▸ **Your instructions**:
Look below for the line with "the snow patch". Extract that line and each one after it through the last, word for word.

▸ **Task data**:
▽

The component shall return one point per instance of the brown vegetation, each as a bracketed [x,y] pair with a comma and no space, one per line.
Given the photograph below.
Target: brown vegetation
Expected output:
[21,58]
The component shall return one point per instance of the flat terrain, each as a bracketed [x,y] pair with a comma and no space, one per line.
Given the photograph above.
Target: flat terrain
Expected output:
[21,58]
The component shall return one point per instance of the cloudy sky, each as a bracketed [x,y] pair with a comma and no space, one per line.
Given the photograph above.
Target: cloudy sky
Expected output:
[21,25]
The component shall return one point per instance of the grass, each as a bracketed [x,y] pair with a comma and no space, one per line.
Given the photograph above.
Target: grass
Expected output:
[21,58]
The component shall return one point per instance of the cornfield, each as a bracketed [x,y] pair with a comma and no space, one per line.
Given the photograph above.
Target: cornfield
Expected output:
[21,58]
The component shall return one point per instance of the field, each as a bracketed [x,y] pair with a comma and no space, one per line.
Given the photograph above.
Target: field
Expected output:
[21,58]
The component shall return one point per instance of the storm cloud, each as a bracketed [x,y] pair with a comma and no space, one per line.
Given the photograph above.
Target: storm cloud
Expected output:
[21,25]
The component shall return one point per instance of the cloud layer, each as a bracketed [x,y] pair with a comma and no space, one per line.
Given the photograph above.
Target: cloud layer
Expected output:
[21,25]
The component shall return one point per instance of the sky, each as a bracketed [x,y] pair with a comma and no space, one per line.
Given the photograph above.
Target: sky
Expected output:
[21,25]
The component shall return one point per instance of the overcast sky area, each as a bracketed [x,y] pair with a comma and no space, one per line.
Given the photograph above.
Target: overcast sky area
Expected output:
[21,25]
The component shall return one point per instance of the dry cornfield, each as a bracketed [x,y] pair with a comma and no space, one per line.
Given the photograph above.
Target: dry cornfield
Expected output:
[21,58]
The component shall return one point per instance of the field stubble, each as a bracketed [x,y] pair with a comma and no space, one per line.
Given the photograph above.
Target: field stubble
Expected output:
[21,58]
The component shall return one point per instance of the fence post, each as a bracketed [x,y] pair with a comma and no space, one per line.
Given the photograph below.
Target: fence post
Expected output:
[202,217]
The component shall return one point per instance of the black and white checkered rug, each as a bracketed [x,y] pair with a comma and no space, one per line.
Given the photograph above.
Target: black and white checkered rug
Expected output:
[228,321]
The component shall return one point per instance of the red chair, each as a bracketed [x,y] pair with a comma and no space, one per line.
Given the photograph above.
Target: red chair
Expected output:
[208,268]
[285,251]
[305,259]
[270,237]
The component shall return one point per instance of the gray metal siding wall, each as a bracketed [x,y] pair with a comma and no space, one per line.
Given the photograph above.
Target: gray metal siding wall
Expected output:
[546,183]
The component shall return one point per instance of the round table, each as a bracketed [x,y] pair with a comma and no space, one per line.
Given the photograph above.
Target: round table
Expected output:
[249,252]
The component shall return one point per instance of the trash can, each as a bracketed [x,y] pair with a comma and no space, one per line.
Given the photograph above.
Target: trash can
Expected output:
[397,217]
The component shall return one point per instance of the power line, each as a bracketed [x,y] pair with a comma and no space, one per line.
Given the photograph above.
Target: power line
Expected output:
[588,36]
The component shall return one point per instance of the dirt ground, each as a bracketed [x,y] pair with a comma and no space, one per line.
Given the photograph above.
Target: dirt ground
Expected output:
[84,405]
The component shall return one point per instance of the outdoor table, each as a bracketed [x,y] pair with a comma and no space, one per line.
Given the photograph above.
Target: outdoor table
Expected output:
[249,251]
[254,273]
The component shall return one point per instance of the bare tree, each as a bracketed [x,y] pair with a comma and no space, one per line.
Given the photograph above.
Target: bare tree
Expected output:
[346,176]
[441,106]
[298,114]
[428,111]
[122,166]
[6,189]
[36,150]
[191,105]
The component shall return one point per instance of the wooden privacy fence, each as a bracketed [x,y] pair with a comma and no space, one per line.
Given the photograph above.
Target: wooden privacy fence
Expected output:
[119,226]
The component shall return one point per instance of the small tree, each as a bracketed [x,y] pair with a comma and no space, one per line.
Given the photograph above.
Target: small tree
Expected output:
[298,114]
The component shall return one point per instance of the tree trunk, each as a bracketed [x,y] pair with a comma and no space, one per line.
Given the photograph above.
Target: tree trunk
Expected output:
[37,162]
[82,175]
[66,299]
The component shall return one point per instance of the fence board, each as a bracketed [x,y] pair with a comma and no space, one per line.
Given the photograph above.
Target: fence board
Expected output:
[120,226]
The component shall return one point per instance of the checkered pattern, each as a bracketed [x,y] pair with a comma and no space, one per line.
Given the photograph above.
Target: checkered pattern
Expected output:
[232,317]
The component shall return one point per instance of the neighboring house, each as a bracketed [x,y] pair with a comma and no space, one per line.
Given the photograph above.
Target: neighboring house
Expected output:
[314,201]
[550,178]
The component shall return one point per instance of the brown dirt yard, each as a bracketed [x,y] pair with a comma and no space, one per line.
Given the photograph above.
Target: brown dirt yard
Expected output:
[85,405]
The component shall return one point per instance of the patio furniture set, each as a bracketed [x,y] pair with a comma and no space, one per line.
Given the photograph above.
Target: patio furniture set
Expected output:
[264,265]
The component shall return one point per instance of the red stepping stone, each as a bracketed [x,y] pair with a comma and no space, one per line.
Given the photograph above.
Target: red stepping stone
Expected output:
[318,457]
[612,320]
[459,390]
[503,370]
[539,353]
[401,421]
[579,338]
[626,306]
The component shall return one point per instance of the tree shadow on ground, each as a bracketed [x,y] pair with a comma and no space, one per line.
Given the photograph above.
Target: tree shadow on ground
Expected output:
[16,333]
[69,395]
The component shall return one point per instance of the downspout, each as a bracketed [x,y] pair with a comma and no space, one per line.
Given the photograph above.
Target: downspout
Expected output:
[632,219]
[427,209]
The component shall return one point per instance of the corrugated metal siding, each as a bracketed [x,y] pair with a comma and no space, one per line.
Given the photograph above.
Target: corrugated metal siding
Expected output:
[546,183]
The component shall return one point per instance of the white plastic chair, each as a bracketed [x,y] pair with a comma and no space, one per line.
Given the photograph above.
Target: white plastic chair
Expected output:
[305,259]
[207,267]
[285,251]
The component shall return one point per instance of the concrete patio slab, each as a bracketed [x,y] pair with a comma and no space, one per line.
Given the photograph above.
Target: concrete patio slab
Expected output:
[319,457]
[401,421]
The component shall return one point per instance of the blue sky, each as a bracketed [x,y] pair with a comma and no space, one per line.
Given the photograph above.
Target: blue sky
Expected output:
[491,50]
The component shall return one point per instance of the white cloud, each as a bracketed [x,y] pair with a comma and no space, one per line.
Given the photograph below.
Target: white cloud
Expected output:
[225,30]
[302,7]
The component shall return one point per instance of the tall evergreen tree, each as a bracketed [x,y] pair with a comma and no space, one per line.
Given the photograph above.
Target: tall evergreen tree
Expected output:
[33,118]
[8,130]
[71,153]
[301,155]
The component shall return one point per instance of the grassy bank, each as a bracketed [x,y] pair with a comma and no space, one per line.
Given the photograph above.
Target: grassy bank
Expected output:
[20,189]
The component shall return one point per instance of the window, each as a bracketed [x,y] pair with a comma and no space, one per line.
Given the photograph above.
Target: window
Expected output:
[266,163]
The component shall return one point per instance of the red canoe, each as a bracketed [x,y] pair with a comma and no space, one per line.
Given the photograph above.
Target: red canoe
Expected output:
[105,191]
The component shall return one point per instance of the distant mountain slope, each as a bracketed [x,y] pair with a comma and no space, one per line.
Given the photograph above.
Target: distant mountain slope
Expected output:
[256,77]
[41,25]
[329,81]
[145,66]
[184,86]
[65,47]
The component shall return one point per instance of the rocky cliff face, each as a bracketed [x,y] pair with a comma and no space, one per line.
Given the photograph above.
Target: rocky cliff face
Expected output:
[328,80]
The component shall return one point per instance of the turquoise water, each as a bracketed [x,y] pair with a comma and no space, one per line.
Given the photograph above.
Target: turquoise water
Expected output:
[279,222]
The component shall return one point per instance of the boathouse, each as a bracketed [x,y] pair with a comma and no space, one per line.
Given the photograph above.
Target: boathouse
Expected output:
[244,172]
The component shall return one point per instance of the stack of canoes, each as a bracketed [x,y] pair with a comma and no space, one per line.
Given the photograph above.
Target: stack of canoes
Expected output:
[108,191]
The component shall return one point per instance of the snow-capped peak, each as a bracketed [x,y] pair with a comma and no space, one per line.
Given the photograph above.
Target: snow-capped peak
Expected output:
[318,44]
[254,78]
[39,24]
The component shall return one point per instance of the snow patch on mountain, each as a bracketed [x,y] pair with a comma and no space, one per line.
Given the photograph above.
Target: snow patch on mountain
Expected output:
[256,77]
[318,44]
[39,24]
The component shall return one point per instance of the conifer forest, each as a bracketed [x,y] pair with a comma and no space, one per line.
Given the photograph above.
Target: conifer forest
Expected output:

△

▸ **Answer to the task**:
The component shall return one point per instance of the snow patch on mountain, each as a bracketed [x,y] pair with a comma and no space, one per line.
Given the photograph above.
Target: snow patch on mountain
Expected output:
[256,77]
[318,44]
[39,24]
The component shall return one point per instance of the conifer forest, each as a bracketed [x,y] pair with a comma and no space, one per line.
Given the photograph above.
Target: conifer forest
Expected output:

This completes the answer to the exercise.